• **Problem to solve**
Repeat the listing in full. Nothing may be added or left out.

::::::::::

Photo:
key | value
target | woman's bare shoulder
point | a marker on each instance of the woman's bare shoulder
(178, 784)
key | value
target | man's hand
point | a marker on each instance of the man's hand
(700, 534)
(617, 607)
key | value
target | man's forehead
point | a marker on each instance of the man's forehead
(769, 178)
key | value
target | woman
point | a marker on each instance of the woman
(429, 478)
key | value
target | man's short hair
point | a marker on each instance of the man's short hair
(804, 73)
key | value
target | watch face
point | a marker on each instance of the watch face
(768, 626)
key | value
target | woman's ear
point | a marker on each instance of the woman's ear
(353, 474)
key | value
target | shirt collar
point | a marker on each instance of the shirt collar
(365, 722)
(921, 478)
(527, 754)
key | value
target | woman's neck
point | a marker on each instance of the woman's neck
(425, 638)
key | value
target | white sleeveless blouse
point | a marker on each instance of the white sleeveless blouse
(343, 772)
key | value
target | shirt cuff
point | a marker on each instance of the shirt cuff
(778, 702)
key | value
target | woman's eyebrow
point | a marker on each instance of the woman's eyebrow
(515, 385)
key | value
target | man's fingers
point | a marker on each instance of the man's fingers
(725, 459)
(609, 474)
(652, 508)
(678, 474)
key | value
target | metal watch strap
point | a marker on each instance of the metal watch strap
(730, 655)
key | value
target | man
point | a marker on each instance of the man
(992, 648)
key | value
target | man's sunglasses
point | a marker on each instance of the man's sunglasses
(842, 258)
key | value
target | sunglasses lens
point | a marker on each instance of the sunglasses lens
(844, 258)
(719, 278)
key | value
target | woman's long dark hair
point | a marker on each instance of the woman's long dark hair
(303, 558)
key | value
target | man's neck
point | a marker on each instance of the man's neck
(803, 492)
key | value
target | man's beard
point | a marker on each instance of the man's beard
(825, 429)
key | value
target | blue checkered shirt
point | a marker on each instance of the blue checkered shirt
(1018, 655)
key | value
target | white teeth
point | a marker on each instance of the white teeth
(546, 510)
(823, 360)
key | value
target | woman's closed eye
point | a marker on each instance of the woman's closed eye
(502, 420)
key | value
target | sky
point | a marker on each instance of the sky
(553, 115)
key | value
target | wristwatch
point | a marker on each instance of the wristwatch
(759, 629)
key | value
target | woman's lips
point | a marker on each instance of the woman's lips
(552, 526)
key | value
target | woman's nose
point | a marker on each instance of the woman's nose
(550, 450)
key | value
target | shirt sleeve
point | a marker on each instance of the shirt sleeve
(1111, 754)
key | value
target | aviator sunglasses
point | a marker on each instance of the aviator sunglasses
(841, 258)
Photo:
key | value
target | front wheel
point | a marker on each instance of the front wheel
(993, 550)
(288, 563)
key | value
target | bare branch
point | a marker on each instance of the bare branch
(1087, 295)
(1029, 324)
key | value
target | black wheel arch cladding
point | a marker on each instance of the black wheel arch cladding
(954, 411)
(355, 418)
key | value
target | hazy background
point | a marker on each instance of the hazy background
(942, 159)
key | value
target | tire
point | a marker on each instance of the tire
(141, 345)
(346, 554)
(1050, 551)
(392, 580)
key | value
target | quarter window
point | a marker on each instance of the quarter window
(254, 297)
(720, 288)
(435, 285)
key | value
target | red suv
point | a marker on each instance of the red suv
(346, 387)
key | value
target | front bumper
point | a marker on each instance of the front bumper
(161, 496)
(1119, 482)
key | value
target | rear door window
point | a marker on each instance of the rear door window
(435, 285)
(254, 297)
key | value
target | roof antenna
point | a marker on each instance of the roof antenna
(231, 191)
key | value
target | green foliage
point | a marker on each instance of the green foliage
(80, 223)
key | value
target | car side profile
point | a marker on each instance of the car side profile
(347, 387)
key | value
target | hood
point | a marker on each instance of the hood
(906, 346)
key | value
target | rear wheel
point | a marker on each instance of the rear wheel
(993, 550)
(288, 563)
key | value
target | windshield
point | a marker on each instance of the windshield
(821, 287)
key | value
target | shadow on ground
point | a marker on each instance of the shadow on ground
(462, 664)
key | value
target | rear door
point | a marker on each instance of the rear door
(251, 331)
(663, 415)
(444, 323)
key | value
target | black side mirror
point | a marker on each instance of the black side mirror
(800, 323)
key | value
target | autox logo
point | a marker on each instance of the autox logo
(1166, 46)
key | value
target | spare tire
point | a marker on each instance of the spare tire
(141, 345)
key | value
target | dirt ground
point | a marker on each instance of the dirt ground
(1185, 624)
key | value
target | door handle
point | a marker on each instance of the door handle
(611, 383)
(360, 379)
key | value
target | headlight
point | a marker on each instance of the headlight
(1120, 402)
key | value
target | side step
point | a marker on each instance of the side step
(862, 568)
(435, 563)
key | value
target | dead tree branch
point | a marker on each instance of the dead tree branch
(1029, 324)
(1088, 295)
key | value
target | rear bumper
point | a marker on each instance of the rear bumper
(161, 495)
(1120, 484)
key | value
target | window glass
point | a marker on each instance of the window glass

::::::::::

• **Output for this task**
Photo:
key | value
target | woman's bare shoulder
point | a marker on each instance of the woman's bare shoulder
(178, 784)
key | value
target | man's hand
point | a marker on each instance of the man's hand
(700, 534)
(617, 607)
key | value
target | man's forehead
point | a marker on each instance of the man's forehead
(769, 178)
key | value
target | woman
point | a marker on each instance of the woman
(429, 478)
key | value
target | man's short hair
point | a marker on each instance of the man's short hair
(804, 73)
key | value
target | watch face
point | a marker on each instance of the watch face
(768, 626)
key | value
target | woman's ear
point | a marker on each instance of the woman's ear
(353, 474)
key | value
target | shirt collar
point | a marker on each instance of the shirt collar
(365, 722)
(921, 478)
(527, 754)
key | value
target | woman's neck
point | a marker on each instance of the woman's neck
(425, 638)
key | value
target | white sleeveless blouse
point | a marker on each instance of the white sleeveless blouse
(343, 772)
key | value
target | shirt cuff
point | a marker on each instance of the shirt cuff
(778, 702)
key | value
target | woman's eyebrow
point | a marker on each instance of the woman's eyebrow
(515, 385)
key | value
target | man's fingers
point | a marker on each instance of the man's fingers
(725, 459)
(609, 474)
(652, 508)
(678, 474)
key | value
target | metal watch strap
point | a marker on each instance of the metal watch strap
(730, 655)
key | value
target | man
point | a marker on each instance of the man
(992, 648)
key | value
target | man's sunglasses
point | a marker on each instance of the man's sunglasses
(842, 258)
key | value
target | sunglasses lens
point | a marker on each instance of the sunglasses lens
(844, 258)
(719, 278)
key | value
target | woman's long dark hair
point | a marker on each instance of the woman's long dark hair
(303, 558)
key | value
target | man's neck
point | a marker on each instance of the man's neck
(803, 492)
key | value
target | man's beard
point | a marker on each instance of the man's beard
(825, 429)
key | value
target | blue checkered shirt
point | a marker on each instance of the blue checkered shirt
(1018, 655)
key | value
target | white teeth
point | a marker on each instance of the white teeth
(546, 510)
(823, 360)
key | value
target | woman's closed eye
point | a marker on each instance of the woman's closed eye
(502, 420)
key | value
target | sky
point | a marker on each instance of the sky
(553, 115)
key | value
target | wristwatch
point | a marker on each instance of the wristwatch
(759, 629)
key | value
target | woman's lips
point | a marker on each instance of the woman's lips
(552, 526)
key | value
target | woman's nose
point | a marker on each instance of the woman's nose
(550, 450)
key | value
target | shirt sleeve
point | a marker on each instance of the shirt sleeve
(1111, 754)
key | value
target | aviator sunglasses
point | a marker on each instance of the aviator sunglasses
(841, 258)
Photo:
key | value
target | front wheel
point | a marker on each instance of the front wheel
(993, 550)
(288, 563)
key | value
target | bare branch
point | a marker on each instance of the bare branch
(1087, 295)
(1029, 324)
key | value
target | black wheel arch cladding
point | a marker on each instance of the black wheel arch cladding
(954, 411)
(355, 418)
key | value
target | hazy background
point | a marker on each instance of the hazy background
(942, 159)
key | value
target | tire
point | a marker on each instance of the tire
(141, 345)
(346, 554)
(1050, 551)
(392, 580)
key | value
target | quarter window
point | a marker on each instance of the quarter window
(254, 297)
(720, 288)
(435, 285)
key | value
target | red suv
point | a marker on each instance of the red suv
(346, 387)
key | value
target | front bumper
point | a marker on each instance of the front bumper
(161, 496)
(1119, 482)
key | value
target | rear door window
point | a marker on each instance of the rear door window
(435, 285)
(254, 297)
key | value
target | roof antenna
point | a marker on each instance of the roof antenna
(231, 191)
key | value
target | green foliage
point | a marker on each instance of the green foliage
(80, 223)
key | value
target | car side profile
point | a marker on each instance of the car side profile
(347, 387)
key | value
target | hood
point | a marker on each instance of the hood
(906, 346)
key | value
target | rear wheel
point | a marker on each instance of the rear wheel
(993, 550)
(288, 563)
key | value
target | windshield
point | a marker on each instance of the windshield
(821, 287)
key | value
target | shadow on ground
point | a marker on each instance of the shadow on ground
(462, 664)
key | value
target | rear door
point | a marker on each instance of the rear door
(251, 331)
(663, 415)
(444, 323)
key | value
target | black side mirror
point | a marker on each instance of the black side mirror
(800, 323)
key | value
target | autox logo
point | a marker on each instance of the autox logo
(1166, 46)
key | value
target | spare tire
point | a marker on each instance of the spare tire
(141, 345)
key | value
target | dirt ground
point | a marker on each instance of the dirt ground
(1185, 624)
key | value
target | door handle
point | a marker on each instance of the door handle
(611, 383)
(360, 379)
key | value
target | headlight
point | a marker on each instance of the headlight
(1120, 402)
key | value
target | side step
point | a marker on each instance of the side step
(862, 568)
(435, 563)
key | value
target | dead tree branch
point | a marker on each instance of the dead tree branch
(1029, 324)
(1088, 295)
key | value
target | rear bumper
point | a marker on each instance of the rear bumper
(161, 495)
(1120, 484)
key | value
target | window glass
point | a marker on each instance of the window glass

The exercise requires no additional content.